## [What is needed]
Each record that follows is to be reproduced verbatim.

## [Referring expression pointing data]
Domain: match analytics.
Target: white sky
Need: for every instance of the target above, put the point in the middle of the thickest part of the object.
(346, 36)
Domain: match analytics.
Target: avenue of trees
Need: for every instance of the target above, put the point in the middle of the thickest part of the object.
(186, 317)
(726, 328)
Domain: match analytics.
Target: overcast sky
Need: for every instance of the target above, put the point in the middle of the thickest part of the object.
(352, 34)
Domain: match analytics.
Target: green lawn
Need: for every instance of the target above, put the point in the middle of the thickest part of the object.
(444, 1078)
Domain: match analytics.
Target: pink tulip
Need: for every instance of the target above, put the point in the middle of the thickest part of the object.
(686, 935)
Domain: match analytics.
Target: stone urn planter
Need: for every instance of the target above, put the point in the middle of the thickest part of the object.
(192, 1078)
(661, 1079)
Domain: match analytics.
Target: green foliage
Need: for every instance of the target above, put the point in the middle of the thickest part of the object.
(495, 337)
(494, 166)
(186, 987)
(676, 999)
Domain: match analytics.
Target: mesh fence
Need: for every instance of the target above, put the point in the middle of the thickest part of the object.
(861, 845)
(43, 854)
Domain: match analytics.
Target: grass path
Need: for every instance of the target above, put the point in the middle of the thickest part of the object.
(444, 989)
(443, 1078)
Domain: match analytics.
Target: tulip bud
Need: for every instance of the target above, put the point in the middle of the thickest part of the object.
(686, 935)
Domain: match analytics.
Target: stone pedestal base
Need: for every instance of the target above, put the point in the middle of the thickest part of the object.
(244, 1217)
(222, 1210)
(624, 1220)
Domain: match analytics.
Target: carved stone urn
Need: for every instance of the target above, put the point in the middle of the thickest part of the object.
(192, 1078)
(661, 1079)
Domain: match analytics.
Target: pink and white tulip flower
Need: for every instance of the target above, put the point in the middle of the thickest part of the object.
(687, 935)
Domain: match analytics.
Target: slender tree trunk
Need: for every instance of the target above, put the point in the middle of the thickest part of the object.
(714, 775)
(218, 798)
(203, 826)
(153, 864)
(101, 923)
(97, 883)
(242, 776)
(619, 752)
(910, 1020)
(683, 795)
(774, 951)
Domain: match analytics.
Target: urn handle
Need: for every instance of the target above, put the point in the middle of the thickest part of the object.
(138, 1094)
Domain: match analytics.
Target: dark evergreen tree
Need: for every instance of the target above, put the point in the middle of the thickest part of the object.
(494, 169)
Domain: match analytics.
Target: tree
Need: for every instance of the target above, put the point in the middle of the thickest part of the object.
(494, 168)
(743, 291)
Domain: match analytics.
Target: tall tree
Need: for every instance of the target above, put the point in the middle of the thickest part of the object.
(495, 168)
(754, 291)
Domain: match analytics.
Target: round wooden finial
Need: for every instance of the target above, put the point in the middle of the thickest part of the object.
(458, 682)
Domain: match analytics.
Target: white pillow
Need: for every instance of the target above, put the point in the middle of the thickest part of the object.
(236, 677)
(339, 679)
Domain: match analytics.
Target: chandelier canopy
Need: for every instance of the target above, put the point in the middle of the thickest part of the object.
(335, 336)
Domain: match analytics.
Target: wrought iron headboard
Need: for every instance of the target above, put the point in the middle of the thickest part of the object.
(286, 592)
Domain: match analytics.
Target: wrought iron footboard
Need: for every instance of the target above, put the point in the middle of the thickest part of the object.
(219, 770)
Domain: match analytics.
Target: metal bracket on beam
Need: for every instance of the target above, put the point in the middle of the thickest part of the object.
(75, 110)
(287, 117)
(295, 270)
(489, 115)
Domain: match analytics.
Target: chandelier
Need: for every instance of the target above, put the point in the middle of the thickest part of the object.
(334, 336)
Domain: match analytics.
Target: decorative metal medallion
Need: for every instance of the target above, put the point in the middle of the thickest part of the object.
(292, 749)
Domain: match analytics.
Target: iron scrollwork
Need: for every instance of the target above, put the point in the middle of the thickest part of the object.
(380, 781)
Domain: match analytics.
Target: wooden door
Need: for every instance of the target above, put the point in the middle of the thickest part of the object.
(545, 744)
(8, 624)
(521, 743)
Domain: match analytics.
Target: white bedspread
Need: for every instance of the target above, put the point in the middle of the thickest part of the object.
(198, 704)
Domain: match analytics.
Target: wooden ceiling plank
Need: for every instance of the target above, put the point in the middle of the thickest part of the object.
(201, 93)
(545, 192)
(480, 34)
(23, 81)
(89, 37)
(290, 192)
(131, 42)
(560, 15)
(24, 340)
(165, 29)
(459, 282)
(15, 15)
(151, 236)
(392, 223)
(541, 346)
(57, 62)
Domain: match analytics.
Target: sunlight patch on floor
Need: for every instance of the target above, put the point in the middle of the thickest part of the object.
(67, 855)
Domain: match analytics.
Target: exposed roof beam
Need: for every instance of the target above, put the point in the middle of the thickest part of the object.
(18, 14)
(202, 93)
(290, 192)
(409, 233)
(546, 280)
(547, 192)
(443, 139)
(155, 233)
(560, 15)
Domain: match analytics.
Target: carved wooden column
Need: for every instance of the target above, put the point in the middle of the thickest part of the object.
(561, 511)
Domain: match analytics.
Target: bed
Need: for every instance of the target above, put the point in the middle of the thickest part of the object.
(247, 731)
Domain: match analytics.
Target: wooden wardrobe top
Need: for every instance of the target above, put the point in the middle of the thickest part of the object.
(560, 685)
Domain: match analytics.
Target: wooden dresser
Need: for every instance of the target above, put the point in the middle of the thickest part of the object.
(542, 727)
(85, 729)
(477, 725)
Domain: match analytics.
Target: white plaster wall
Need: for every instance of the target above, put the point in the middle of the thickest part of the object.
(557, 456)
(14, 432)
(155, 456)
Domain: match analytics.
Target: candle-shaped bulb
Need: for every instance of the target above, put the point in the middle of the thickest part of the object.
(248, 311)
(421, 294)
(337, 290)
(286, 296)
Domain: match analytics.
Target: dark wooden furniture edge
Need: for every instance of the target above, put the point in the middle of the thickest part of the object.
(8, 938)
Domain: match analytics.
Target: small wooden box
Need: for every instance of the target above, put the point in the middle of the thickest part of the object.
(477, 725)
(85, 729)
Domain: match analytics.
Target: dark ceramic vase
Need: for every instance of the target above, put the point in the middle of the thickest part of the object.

## [Result]
Domain: match analytics.
Target: white sky
Need: for every instance of the target above, put the point in the middle of the thickest part of the object.
(346, 36)
Domain: match analytics.
Target: avenue of trees
Need: for every instance of the target above, put the point in the middle of the thickest part of the object.
(186, 317)
(726, 328)
Domain: match analytics.
Target: overcast sky
Need: for every instance of the target above, put the point in the middle of the thickest part of the object.
(352, 34)
Domain: match analytics.
Target: green lawn
Need: for every instance of the target above, put the point in the middle of the thickest part of the object.
(444, 1078)
Domain: match analytics.
Target: pink tulip
Need: for every instance of the target above, put the point in the middle of the thickest part of the object.
(686, 935)
Domain: match analytics.
Target: stone urn planter
Need: for every instance of the target above, put the point in the middle of the thickest part of the object.
(192, 1078)
(661, 1079)
Domain: match analytics.
Target: green foliage
Need: for every instance of the target above, put the point in the middle of the thickest part of the object.
(495, 337)
(494, 166)
(186, 987)
(676, 999)
Domain: match analytics.
Target: mesh fence
Need: for every instance of the target above, put the point in the middle of the thickest part of the object.
(861, 845)
(43, 854)
Domain: match analytics.
Target: grass path
Need: for every instance of the target above, put the point in the middle of the thickest part of the object.
(444, 989)
(443, 1078)
Domain: match analytics.
Target: tulip bud
Need: for every instance of the target above, put the point in the middle of the thickest part of the object.
(686, 935)
Domain: match analytics.
Target: stone pedestal base
Need: for every instance of the target above, put the point in the middle of the thickest part of the object.
(244, 1217)
(222, 1210)
(624, 1220)
Domain: match analytics.
Target: carved stone urn
Need: for every instance of the target above, put the point in the middle of the thickest part of the object.
(192, 1078)
(661, 1079)
Domain: match analytics.
Target: pink and white tulip flower
Need: for every instance of the target above, put the point in the middle of the thickest part of the object.
(687, 935)
Domain: match analytics.
Target: slender tree trunk
Need: for every instance of the target above, put the point in the middle of the thickest part of the object.
(714, 775)
(218, 798)
(203, 826)
(153, 864)
(101, 923)
(97, 883)
(242, 776)
(619, 752)
(910, 1020)
(683, 795)
(774, 951)
Domain: match analytics.
Target: urn handle
Need: for every instance of the target above, put the point in the middle of the thickest part of the object.
(138, 1094)
Domain: match analytics.
Target: dark evergreen tree
Need: for every instance of the target above, put the point in the middle of the thickest part of the object.
(494, 169)
Domain: match analytics.
Target: tree
Need: for every instance of the target above, put the point in the middle of the thickest part of the object.
(494, 168)
(743, 291)
Domain: match analytics.
Target: tall tree
Need: for every instance of the target above, put the point in the middle of the thickest part of the object.
(495, 168)
(754, 291)
Domain: match analytics.
Target: round wooden finial
Need: for every instance of the target above, put the point in the middle of the thickest part of the object.
(458, 682)
Domain: match analytics.
Target: white pillow
Need: for every instance of the target above, put the point in the middle of the thickest part of the object.
(236, 677)
(339, 679)
Domain: match analytics.
Target: chandelier canopy
Need: for every instance of the target above, put the point in the middle of the thickest part of the object.
(335, 336)
Domain: match analytics.
Target: wrought iron headboard
Need: for every instance of the target above, put the point in the middle of the thickest part of the object.
(286, 592)
Domain: match analytics.
Target: wrought iron footboard
Need: for every instance of the target above, put the point in the middle of the thickest part of the object.
(219, 770)
Domain: match analytics.
Target: metal bracket on beam
Need: for every instance of the target above, put the point in the middle of the thickest part of the object.
(75, 110)
(287, 117)
(295, 270)
(489, 115)
Domain: match analytics.
Target: chandelier
Need: for every instance of the target above, put the point in the middle of the thickest part of the object.
(334, 336)
Domain: match analytics.
Target: decorative metal medallion
Need: for every instance of the target above, put the point in the middle of the thickest part of the object.
(292, 749)
Domain: match analytics.
Target: iron scrollwork
Need: for every instance of the target above, put the point in the middle of the thickest part of the object.
(380, 781)
Domain: match analytics.
Target: wooden door
Need: for every instance of the target above, put the point in the middle of the thickest part of the object.
(545, 744)
(8, 624)
(521, 743)
Domain: match analytics.
Target: white bedspread
Need: for every instance of the target above, put the point in the middle of the thickest part of the object.
(198, 704)
Domain: match analytics.
Target: wooden ceiling plank
Need: for every instance of the target above, put the point in the middle of the thickest part of the object.
(201, 93)
(545, 192)
(480, 34)
(23, 81)
(89, 37)
(290, 192)
(131, 42)
(560, 15)
(24, 340)
(165, 29)
(459, 282)
(15, 15)
(151, 236)
(392, 223)
(541, 346)
(57, 62)
Domain: match analytics.
Target: sunlight patch on floor
Need: for every instance of the target above, put the point in the middle of the thickest part of the object.
(67, 855)
Domain: match analytics.
Target: exposed roof beam
Need: for every instance of the target above, put the point in the middle of the thickest part of the object.
(18, 14)
(202, 93)
(290, 192)
(409, 233)
(546, 280)
(547, 192)
(443, 139)
(155, 233)
(560, 15)
Domain: match analytics.
Target: carved wooden column
Need: for every instance of the target above, put the point in the middle of the thickest part of the object.
(561, 511)
Domain: match analytics.
Target: bed
Need: for every instance of the target above, put the point in the middle of the thickest part of the object.
(247, 731)
Domain: match analytics.
Target: wooden wardrobe top
Need: for every instance of the target above, put the point in the middle of the thickest part of the object.
(560, 685)
Domain: match analytics.
Target: wooden dresser
Need: for every instance of the target above, put the point in the middle of the thickest part of the object.
(542, 727)
(85, 729)
(477, 725)
Domain: match analytics.
Target: white plaster wall
Need: for every instance of the target above, put the point in the middle of the thickest part of the object.
(557, 456)
(14, 432)
(155, 456)
Domain: match analytics.
Target: candle-shaped bulb
Need: for every instance of the target above, put the point in the middle of the thickest part of the object.
(248, 311)
(421, 294)
(337, 290)
(286, 296)
Domain: match analytics.
Target: dark wooden furniture edge
Need: for every instance of the target above, put the point in the middle of the thickest part of the object.
(8, 938)
Domain: match analytics.
Target: small wooden box
Need: for every instance of the target above, put the point in the middle of the thickest part of the object.
(477, 725)
(85, 729)
Domain: match analytics.
Target: dark ceramic vase
Need: for every instance of the target above, put the point in the middle of the thickest part of the object.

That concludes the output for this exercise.